--- Task requirements ---
This exercise calls for the line with "Target: alarm clock", the line with "Target: dark hair", and all lines between them in the material below, output exactly and with no other lines.

--- Data shown ---
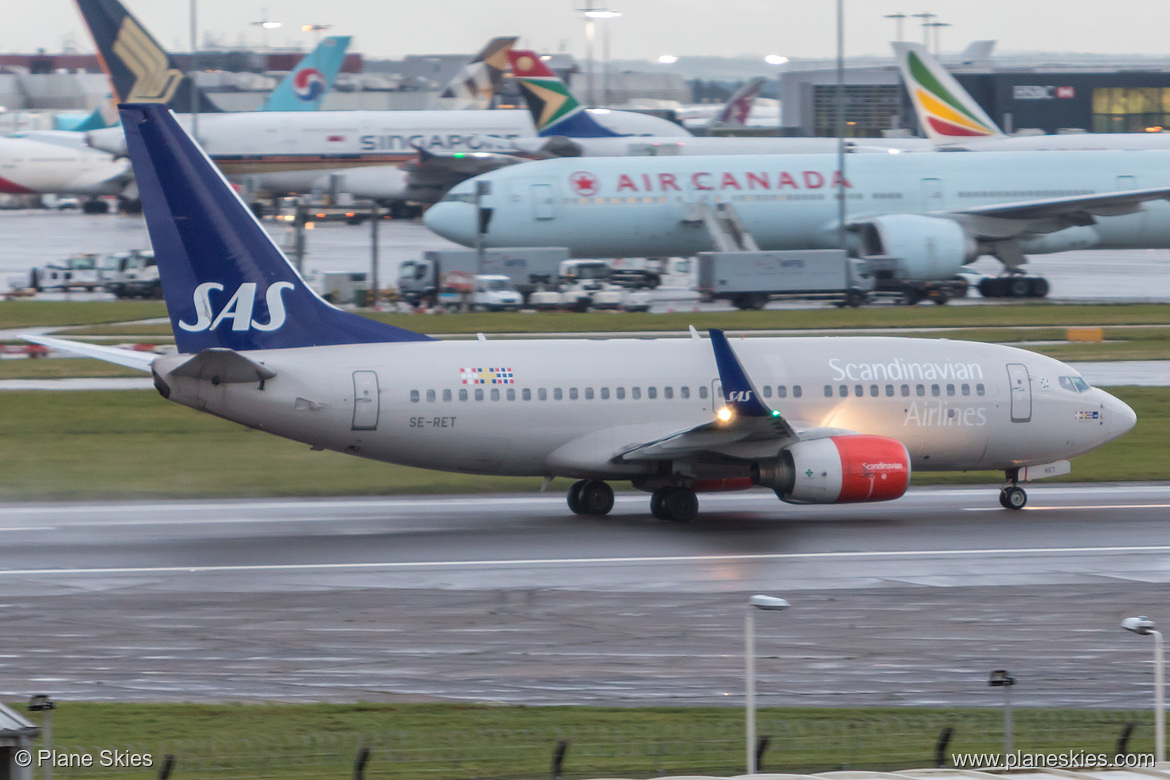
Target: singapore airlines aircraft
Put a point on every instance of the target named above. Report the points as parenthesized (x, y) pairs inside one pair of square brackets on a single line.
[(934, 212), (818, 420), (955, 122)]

* * *

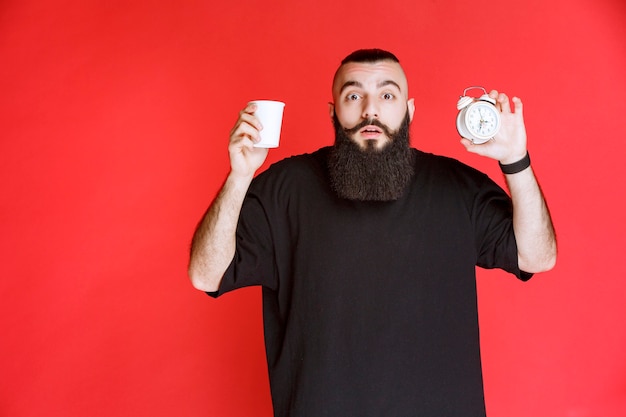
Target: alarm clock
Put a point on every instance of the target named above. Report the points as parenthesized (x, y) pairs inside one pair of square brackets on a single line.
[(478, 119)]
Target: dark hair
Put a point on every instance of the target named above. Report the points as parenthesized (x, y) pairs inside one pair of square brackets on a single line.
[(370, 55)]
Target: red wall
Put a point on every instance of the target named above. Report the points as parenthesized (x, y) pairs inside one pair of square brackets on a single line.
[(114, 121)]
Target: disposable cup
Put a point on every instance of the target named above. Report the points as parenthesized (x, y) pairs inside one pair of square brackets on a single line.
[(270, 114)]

--- Result of this task ---
Target: alarm clock
Put a point on every instance of the target named above. Report the points as parenthesized (x, y) pairs inside one pair of square brackets on a single line.
[(478, 119)]
Target: dark hair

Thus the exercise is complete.